= Exercise passage =
++++
Sep 16 2008
Women with a certain type of breast cancer have been given hope in the form of a vaccine which promises to eliminate the cancer tumours.
Researchers in the U.S. have tested the breast cancer vaccine on mice with HER2-positive tumors and they say the tumours disappeared and it even worked on cancers resistant to current anti-HER2 therapy with the added advantage that there was no toxicity.
The team from Wayne State University suggest that the vaccine could treat women with HER2-positive, treatment-resistant cancer or help prevent the cancer recurring -they also say it might potentially be used in cancer-free women to prevent the development of such cancers.
The researchers say HER2 receptors promote normal cell growth, and are found in low amounts in normal breast cells, but they can also contain many more receptors than is typical, thereby promoting a particularly aggressive type of tumour that affects up to 30% of all breast cancer patients.
Therapies such as trastuzumab and lapatinib are designed to latch on to these receptors and destroy them, but a significant number of patients develop a resistance to the drugs or the cancer metastasises and becomes more difficult to treat.
Lead investigator, Dr. Wei-Zen Wei, a professor of immunology and microbiology at the Karmanos Cancer Institute, says this treatment relies on activated, own-immunity to wipe out the cancer.
Dr. Wei says the powerful immune response against HER2-positive receptors seen in the study works even in tumours that are resistant to current therapies and the vaccine possibly has the potential to eliminate the need to even use the therapies.
The researchers say the vaccine consists of "naked" DNA - genes that produce the HER2 receptor - as well as an immune stimulant, both housed within an inert bacterial plasmid.
++++
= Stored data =

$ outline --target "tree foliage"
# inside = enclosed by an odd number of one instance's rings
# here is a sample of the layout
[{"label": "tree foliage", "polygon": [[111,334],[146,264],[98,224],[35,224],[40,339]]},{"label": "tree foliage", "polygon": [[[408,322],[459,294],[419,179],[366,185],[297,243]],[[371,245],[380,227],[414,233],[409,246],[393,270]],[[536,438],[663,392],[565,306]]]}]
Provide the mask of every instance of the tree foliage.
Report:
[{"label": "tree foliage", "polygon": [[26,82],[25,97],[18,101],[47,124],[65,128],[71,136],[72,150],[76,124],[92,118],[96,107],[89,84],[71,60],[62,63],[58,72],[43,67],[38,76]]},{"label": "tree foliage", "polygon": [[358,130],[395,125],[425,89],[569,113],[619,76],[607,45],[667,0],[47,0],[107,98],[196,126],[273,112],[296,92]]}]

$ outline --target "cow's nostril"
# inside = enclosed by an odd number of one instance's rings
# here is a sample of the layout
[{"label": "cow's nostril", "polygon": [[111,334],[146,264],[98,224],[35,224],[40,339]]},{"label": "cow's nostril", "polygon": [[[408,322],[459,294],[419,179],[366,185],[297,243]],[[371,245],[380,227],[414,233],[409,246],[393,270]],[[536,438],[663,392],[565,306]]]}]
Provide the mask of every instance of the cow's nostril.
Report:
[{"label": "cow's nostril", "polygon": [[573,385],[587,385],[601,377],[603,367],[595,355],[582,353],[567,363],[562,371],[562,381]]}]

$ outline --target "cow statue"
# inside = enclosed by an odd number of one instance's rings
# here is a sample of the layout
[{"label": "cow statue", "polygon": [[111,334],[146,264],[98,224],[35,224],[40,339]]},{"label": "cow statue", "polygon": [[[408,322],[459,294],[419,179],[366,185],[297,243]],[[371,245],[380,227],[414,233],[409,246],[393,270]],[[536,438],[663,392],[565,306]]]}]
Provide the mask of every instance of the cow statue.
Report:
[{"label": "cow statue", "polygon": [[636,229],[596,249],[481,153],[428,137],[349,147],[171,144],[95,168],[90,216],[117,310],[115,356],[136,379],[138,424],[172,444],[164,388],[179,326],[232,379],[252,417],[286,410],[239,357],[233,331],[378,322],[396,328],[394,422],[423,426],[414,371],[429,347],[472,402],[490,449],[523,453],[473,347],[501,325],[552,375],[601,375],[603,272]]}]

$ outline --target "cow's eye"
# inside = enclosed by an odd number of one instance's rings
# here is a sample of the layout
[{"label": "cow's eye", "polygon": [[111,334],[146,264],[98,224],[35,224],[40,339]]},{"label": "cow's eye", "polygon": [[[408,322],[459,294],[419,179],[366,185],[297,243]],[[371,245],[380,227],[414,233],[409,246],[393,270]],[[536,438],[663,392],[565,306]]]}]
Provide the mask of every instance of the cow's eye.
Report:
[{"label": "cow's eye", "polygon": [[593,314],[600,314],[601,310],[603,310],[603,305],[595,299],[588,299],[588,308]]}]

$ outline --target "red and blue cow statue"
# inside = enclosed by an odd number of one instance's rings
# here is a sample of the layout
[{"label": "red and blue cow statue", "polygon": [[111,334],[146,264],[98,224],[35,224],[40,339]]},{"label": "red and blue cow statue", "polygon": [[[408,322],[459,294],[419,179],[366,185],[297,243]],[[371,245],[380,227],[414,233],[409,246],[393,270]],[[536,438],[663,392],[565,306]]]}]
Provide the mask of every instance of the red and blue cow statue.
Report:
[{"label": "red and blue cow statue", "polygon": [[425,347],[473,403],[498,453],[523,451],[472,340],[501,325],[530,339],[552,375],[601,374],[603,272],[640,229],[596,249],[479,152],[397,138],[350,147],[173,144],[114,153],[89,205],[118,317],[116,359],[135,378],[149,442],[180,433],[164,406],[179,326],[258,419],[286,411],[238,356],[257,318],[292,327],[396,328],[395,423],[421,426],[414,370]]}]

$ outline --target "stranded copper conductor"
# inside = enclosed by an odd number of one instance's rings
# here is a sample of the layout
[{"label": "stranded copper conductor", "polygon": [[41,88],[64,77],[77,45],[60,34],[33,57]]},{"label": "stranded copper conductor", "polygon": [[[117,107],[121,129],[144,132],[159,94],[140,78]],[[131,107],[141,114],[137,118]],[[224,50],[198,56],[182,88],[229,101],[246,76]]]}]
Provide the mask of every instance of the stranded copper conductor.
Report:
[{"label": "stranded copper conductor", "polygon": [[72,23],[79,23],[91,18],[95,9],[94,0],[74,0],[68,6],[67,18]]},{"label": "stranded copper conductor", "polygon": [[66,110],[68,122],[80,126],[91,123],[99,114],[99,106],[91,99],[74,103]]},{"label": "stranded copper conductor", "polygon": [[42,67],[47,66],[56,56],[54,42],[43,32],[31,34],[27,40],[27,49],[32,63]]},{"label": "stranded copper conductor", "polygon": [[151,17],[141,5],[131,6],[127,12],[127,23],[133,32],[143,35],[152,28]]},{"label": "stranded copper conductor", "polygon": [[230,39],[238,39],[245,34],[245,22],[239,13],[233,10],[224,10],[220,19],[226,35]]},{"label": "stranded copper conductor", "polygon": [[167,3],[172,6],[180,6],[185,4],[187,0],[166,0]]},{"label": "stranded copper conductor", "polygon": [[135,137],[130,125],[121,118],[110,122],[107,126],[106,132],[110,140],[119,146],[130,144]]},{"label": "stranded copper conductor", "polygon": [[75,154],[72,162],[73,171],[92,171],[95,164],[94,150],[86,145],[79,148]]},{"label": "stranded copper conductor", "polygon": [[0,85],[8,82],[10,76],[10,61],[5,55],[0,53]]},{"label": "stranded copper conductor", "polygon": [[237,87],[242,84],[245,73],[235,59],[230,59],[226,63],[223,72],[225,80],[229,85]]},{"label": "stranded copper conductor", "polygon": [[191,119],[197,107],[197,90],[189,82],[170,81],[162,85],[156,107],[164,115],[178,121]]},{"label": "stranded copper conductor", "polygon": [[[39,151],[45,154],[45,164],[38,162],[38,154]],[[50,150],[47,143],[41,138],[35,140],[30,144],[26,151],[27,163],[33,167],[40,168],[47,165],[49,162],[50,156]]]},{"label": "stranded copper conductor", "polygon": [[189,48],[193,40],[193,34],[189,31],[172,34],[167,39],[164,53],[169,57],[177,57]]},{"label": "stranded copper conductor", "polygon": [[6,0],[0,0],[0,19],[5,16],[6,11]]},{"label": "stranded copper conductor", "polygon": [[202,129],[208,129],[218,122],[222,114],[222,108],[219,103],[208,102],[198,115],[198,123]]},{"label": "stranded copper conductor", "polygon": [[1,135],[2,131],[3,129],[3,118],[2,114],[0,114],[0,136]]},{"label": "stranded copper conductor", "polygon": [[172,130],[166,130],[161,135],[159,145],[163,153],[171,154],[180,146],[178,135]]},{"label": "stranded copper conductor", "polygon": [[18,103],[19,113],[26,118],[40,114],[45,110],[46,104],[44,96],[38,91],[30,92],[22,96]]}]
++++
= Problems to work on =
(1) In the breast cancer vaccine article, what share of all breast cancer patients does the aggressive HER2-positive tumor type affect?
(2) Pick up the article on the breast cancer vaccine after its final sentence and keep writing it.

= Answers for the exercise =
(1) Up to 30%.

(2)
The researchers used pulses of electricity to deliver the injected vaccine into leg muscles in mice, where the gene produced a huge quantity of HER2 receptors that activated both antibodies and killer T cells.
Dr. Wei says while HER2 receptors are not usually seen by the immune system when they are expressed at low level on the surface of normal cells, a sudden flood of receptors alerts the body to an invasion that needs to be eliminated and during that process, the immune system learns to attack cancer cells that display large numbers of these receptors.
The team also used an agent that, for a while, suppressed the activity of regulatory T cells, which normally keeps the immune system from over-reacting and they say the absence of the regulatory T cells, prompted the immune system to respond much more strongly to the vaccine - when the researchers implanted HER2-positive breast tumours in the animals, the cancer was eradicated.
Dr. Wei says both tumour cells that respond to current targeted therapies and those that are resistant to these treatments were eradicated and this could provide a solution for women with these tumors who become resistant to the current therapies.
Dr. Wei's team is the first to develop HER2 DNA vaccines, and this is the second such vaccine - which they have tested more extensively.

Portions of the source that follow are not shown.